> [Records for the task]

----

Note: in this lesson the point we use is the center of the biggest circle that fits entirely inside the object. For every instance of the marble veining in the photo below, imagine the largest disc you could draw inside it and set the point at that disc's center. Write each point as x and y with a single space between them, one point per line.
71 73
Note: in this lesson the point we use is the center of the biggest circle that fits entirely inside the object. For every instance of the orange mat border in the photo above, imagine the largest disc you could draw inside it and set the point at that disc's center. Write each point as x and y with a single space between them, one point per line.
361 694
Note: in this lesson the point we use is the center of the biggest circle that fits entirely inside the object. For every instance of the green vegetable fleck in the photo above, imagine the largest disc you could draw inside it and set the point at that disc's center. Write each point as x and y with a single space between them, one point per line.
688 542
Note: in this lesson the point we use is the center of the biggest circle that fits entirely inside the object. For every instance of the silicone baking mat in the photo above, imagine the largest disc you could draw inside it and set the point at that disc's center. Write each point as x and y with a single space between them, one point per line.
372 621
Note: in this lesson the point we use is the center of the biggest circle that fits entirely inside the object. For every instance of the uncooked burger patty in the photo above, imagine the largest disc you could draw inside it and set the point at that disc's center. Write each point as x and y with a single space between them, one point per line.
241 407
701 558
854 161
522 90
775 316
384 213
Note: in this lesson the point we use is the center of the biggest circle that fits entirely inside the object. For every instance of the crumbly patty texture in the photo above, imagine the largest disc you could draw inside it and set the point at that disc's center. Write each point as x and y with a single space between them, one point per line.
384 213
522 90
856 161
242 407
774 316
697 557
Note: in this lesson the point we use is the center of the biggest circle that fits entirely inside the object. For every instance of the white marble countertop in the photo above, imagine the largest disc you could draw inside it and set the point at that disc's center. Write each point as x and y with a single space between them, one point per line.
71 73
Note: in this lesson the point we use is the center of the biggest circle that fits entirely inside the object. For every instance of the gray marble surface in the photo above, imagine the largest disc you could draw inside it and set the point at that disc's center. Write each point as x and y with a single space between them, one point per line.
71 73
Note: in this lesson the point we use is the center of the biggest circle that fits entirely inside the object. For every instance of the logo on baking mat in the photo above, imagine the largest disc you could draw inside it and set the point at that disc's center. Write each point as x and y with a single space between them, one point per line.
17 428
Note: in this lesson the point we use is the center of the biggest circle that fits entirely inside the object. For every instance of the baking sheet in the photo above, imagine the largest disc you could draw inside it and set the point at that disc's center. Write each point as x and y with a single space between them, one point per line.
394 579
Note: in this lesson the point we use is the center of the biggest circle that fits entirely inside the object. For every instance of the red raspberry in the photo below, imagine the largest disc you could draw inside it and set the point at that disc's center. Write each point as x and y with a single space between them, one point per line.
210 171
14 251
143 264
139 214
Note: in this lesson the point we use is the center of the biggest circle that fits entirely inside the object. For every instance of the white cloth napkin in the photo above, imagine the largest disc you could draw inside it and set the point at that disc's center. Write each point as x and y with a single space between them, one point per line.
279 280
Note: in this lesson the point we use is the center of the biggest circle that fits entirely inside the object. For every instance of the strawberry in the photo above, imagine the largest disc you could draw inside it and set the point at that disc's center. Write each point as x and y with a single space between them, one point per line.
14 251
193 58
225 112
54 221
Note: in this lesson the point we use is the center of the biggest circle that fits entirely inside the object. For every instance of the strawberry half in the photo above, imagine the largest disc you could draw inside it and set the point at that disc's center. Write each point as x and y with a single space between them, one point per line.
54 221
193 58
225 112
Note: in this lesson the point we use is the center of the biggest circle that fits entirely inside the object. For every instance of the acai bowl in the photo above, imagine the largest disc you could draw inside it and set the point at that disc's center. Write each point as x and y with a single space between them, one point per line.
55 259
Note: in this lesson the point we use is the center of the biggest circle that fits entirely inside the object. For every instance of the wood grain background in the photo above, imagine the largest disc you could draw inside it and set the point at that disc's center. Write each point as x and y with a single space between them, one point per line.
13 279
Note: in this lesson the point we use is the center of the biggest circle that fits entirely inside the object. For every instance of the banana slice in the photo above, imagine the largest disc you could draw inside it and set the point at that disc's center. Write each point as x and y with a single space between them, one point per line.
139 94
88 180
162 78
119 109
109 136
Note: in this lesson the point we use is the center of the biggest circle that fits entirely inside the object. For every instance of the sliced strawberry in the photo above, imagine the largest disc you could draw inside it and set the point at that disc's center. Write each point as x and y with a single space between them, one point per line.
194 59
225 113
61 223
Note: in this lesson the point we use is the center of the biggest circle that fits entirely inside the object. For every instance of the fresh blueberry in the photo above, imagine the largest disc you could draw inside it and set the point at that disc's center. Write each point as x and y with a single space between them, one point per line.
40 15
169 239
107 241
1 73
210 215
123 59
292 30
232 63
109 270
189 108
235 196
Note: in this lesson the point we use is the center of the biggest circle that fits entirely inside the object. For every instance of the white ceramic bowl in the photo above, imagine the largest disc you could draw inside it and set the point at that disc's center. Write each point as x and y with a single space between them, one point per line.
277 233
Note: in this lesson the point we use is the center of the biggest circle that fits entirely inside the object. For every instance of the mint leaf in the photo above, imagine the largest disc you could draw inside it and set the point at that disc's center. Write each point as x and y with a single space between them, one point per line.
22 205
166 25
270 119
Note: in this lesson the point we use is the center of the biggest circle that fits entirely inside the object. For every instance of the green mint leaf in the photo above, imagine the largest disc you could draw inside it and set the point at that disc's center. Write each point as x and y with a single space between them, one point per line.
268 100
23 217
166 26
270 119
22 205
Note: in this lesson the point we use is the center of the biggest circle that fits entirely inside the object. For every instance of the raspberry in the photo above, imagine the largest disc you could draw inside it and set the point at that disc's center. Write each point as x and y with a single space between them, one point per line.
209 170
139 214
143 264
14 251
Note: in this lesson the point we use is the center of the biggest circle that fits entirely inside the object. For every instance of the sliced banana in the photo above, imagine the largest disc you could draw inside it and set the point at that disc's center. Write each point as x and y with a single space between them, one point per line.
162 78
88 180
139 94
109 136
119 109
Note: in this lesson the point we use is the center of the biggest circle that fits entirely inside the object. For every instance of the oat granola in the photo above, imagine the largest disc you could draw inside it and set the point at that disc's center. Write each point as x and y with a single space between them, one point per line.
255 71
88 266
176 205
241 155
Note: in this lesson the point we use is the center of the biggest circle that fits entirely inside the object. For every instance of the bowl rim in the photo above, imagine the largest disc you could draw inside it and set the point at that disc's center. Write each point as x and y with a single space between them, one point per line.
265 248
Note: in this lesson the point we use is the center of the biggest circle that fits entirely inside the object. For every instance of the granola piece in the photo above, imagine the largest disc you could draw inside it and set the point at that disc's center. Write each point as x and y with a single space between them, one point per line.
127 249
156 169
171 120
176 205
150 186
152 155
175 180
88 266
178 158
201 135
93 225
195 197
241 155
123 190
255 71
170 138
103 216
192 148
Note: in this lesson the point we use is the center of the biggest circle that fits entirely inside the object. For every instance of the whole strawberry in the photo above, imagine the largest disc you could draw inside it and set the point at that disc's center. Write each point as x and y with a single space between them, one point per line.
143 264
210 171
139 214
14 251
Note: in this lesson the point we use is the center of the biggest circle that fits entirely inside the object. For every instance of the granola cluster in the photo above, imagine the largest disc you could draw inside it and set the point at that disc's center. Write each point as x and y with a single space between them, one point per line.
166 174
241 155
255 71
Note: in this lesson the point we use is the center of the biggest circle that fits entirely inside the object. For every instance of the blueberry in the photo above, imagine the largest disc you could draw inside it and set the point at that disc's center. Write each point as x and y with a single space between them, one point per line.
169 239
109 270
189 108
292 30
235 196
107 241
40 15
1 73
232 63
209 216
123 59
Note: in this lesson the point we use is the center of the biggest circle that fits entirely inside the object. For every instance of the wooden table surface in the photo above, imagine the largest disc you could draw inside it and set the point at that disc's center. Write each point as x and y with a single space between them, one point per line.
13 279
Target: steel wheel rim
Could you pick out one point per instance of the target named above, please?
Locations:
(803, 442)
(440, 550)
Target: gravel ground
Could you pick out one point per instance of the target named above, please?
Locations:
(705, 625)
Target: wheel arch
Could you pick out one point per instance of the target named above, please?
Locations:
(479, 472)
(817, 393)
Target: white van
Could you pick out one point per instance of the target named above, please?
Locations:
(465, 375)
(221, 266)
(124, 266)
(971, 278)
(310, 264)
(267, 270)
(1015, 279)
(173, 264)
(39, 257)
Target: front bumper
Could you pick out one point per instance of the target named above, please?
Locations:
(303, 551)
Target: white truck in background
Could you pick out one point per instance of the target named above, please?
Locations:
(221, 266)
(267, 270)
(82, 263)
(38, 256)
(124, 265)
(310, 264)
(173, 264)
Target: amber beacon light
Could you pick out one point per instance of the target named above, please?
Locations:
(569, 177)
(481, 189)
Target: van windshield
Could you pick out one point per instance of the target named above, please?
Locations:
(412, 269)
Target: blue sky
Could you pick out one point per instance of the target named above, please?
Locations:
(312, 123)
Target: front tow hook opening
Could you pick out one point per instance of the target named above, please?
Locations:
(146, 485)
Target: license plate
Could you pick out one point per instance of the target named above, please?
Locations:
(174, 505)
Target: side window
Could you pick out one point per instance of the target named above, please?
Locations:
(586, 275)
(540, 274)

----

> [Your instructions] Would you please copy, word for word, everything above from the line containing "Target: front tow hook opening" down to the line containing "Target: side window", those two lines included?

> [The completed task]
Target: front tow hook opening
Could you pick out one point per instance of the target named above, please?
Locations:
(146, 485)
Target: license plate
Could you pick out one point per instance of the target named above, please?
Locations:
(174, 505)
Target: side window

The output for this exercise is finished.